**Job:** Reproduce exactly the final portion of the data: every line from the one containing "# point at: overcast sky (one per instance)" through the last line, inclusive.
========================================
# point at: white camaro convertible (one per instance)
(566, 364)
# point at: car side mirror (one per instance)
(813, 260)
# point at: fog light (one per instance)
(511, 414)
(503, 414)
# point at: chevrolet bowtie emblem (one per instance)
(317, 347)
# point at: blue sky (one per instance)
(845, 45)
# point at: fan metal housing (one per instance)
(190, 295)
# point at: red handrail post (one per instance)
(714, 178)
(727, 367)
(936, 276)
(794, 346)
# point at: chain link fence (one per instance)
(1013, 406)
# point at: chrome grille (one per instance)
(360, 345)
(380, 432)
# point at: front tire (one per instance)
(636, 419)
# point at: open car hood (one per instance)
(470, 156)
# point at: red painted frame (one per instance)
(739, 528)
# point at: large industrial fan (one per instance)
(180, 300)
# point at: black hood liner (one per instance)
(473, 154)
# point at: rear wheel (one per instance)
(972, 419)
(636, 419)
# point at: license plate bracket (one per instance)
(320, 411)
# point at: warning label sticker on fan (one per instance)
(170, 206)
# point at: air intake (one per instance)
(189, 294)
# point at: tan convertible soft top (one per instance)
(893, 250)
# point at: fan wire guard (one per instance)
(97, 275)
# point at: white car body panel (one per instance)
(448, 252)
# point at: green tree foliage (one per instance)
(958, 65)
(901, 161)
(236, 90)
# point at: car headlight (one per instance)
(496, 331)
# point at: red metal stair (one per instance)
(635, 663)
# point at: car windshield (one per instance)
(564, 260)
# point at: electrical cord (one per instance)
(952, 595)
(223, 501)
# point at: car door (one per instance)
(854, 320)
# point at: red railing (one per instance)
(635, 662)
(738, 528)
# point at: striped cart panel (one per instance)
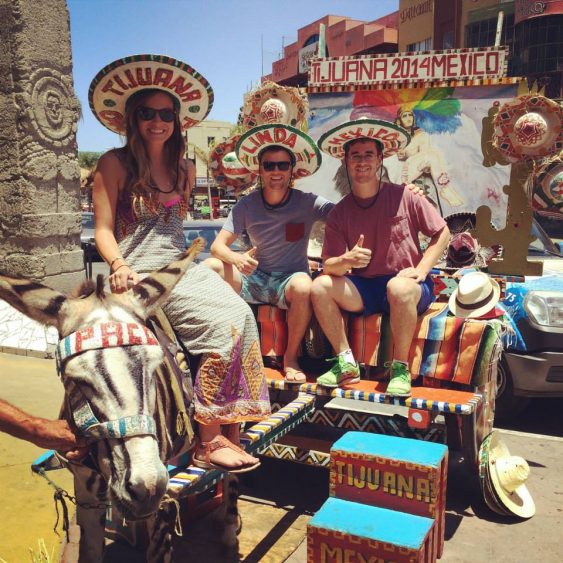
(423, 398)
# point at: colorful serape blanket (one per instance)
(444, 347)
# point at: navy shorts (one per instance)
(373, 292)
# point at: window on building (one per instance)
(483, 33)
(448, 39)
(424, 45)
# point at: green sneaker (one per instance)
(340, 374)
(400, 383)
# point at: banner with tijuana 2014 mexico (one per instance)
(118, 81)
(407, 68)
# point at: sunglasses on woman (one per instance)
(271, 165)
(147, 114)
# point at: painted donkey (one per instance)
(107, 359)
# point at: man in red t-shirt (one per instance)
(372, 253)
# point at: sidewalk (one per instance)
(27, 510)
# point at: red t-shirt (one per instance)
(390, 228)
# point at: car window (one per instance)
(88, 221)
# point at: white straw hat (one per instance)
(475, 295)
(506, 475)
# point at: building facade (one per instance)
(532, 30)
(343, 36)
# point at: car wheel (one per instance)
(507, 405)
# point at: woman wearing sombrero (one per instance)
(141, 194)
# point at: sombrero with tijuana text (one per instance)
(118, 81)
(227, 169)
(392, 137)
(272, 103)
(307, 155)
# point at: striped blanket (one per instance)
(444, 347)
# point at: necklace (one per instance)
(156, 188)
(283, 202)
(374, 199)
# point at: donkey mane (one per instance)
(87, 287)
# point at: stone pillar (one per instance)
(40, 220)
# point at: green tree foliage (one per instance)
(88, 159)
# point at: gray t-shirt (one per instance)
(280, 235)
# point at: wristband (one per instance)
(124, 264)
(115, 260)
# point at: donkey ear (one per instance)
(36, 301)
(153, 290)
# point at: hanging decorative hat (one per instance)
(503, 477)
(547, 195)
(117, 82)
(528, 127)
(253, 142)
(272, 103)
(392, 137)
(227, 169)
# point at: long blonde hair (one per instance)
(136, 159)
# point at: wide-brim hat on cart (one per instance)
(307, 155)
(503, 477)
(547, 196)
(392, 137)
(114, 85)
(272, 103)
(226, 168)
(528, 127)
(476, 295)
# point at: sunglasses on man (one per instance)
(271, 165)
(165, 114)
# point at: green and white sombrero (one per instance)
(119, 80)
(226, 168)
(391, 136)
(307, 155)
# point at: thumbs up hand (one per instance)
(358, 257)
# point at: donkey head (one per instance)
(106, 358)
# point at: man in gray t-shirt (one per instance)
(278, 220)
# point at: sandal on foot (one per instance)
(297, 375)
(218, 443)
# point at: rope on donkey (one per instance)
(61, 496)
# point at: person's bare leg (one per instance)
(227, 271)
(223, 456)
(403, 295)
(329, 295)
(298, 297)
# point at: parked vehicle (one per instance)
(209, 230)
(87, 238)
(532, 363)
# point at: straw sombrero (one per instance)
(307, 155)
(475, 295)
(391, 136)
(528, 127)
(119, 80)
(503, 478)
(227, 169)
(272, 103)
(548, 189)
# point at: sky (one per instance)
(222, 39)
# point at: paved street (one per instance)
(279, 498)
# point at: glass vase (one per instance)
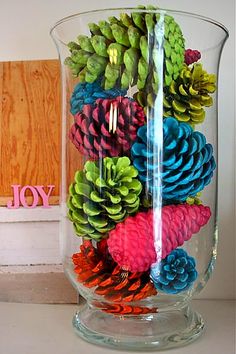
(139, 171)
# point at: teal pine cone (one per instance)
(120, 50)
(103, 195)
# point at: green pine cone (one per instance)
(125, 44)
(185, 98)
(102, 196)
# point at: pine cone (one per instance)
(187, 165)
(85, 93)
(108, 279)
(176, 273)
(119, 49)
(191, 56)
(102, 195)
(93, 134)
(131, 243)
(185, 98)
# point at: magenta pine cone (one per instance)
(131, 243)
(107, 128)
(191, 56)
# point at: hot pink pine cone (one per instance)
(131, 243)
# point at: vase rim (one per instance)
(159, 10)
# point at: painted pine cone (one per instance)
(92, 132)
(108, 279)
(187, 165)
(191, 56)
(86, 93)
(119, 50)
(185, 98)
(131, 243)
(176, 273)
(102, 195)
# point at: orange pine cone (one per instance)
(94, 269)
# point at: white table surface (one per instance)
(47, 329)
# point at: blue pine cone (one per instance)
(187, 165)
(175, 273)
(86, 93)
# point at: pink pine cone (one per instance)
(131, 243)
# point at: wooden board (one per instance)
(30, 125)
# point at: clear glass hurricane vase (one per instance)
(139, 171)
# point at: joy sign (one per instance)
(19, 196)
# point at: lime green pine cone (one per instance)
(185, 98)
(120, 47)
(102, 196)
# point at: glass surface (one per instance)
(139, 169)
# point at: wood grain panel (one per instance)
(30, 124)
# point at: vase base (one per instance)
(157, 331)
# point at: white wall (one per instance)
(24, 34)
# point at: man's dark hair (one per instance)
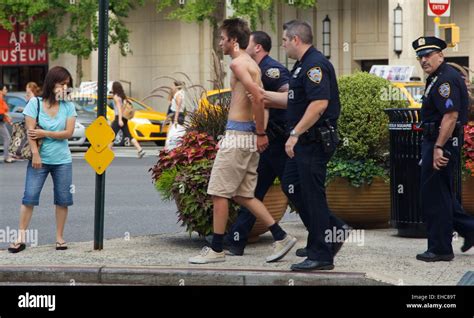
(237, 29)
(262, 38)
(56, 75)
(300, 28)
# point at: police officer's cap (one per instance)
(426, 44)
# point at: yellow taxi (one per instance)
(412, 92)
(146, 125)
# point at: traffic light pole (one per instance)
(102, 100)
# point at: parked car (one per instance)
(146, 125)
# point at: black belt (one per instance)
(431, 129)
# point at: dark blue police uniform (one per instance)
(312, 78)
(272, 160)
(445, 92)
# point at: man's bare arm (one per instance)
(276, 99)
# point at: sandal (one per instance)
(17, 247)
(61, 246)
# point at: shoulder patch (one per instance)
(315, 74)
(444, 90)
(273, 72)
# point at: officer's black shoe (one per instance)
(228, 245)
(302, 252)
(234, 250)
(336, 247)
(432, 257)
(309, 265)
(468, 243)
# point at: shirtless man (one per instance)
(234, 173)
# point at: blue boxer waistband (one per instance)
(247, 126)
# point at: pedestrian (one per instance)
(56, 118)
(444, 112)
(313, 108)
(177, 106)
(32, 90)
(275, 77)
(4, 121)
(120, 122)
(234, 172)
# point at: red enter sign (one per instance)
(439, 7)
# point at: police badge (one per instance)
(444, 90)
(297, 71)
(273, 72)
(315, 74)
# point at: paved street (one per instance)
(132, 204)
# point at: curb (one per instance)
(159, 276)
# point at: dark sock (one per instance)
(277, 232)
(217, 242)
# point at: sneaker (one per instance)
(281, 248)
(208, 255)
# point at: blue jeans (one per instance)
(62, 182)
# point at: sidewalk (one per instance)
(383, 258)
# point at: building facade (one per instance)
(357, 35)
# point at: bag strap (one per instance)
(37, 117)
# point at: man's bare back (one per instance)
(241, 106)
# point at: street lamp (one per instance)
(327, 37)
(397, 30)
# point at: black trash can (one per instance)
(405, 172)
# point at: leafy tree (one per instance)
(80, 37)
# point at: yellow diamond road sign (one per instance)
(100, 135)
(99, 161)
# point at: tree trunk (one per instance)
(78, 71)
(218, 17)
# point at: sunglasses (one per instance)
(426, 55)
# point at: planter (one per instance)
(468, 195)
(276, 202)
(365, 207)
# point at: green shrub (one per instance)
(363, 128)
(165, 182)
(363, 123)
(194, 204)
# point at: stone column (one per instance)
(414, 12)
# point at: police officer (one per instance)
(275, 77)
(312, 111)
(443, 112)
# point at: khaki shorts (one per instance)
(234, 172)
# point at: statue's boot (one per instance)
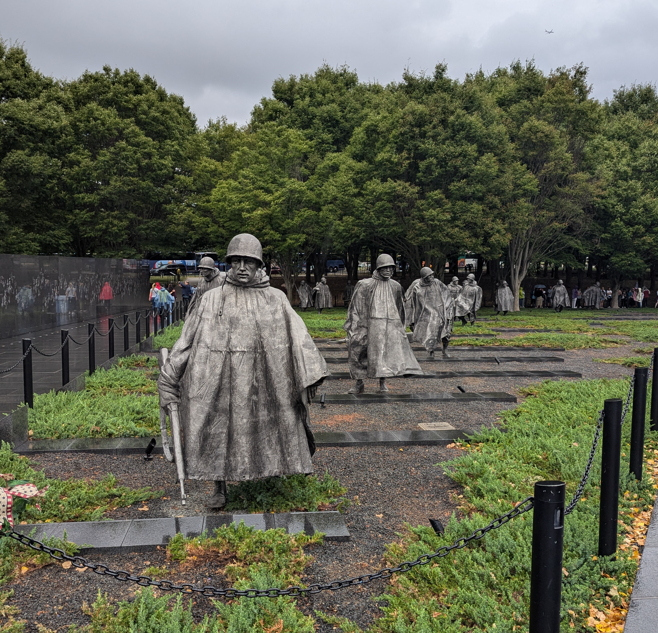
(359, 387)
(444, 349)
(218, 500)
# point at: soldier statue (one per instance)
(560, 297)
(428, 310)
(241, 375)
(504, 299)
(347, 293)
(210, 278)
(305, 295)
(377, 342)
(469, 301)
(322, 295)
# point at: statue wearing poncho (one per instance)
(378, 346)
(240, 373)
(504, 299)
(429, 309)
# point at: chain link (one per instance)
(80, 562)
(583, 480)
(57, 351)
(18, 362)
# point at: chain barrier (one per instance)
(57, 351)
(583, 480)
(18, 362)
(80, 562)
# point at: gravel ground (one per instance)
(388, 487)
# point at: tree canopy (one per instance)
(517, 166)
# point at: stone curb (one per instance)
(643, 608)
(148, 534)
(476, 374)
(137, 445)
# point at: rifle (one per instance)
(176, 436)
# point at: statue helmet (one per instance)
(383, 261)
(207, 262)
(245, 245)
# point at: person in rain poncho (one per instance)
(428, 308)
(378, 346)
(592, 296)
(469, 301)
(243, 373)
(210, 278)
(305, 295)
(322, 295)
(504, 299)
(560, 297)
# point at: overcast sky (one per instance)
(222, 55)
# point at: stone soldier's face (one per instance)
(244, 268)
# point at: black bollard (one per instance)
(609, 506)
(654, 393)
(110, 338)
(639, 416)
(92, 348)
(64, 335)
(126, 333)
(546, 572)
(28, 385)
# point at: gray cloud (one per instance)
(223, 56)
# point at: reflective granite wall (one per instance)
(44, 292)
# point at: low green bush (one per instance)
(297, 493)
(89, 414)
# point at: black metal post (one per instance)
(92, 348)
(639, 416)
(546, 572)
(126, 333)
(64, 336)
(609, 506)
(654, 393)
(110, 338)
(28, 384)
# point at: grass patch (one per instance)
(485, 587)
(297, 493)
(122, 380)
(71, 499)
(137, 361)
(248, 558)
(547, 340)
(626, 361)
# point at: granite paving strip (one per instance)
========================================
**Task answer:**
# point at: overcast sky (one per instance)
(222, 55)
# point at: stone soldier's face (one per instance)
(244, 268)
# point at: black bollard (one per instance)
(609, 506)
(654, 393)
(110, 338)
(639, 416)
(92, 348)
(64, 335)
(126, 333)
(546, 572)
(28, 385)
# point at: gray cloud (one per instance)
(223, 56)
# point at: reflective granite wall (one per instance)
(44, 292)
# point at: low green bush (one per instance)
(297, 493)
(89, 414)
# point at: black metal post (one per instance)
(92, 348)
(639, 416)
(546, 572)
(126, 333)
(64, 336)
(609, 506)
(654, 393)
(110, 338)
(28, 384)
# point at: grass patch (one per instance)
(485, 587)
(297, 493)
(122, 380)
(71, 499)
(137, 361)
(248, 558)
(547, 340)
(626, 361)
# point at: granite paving strip (one per instance)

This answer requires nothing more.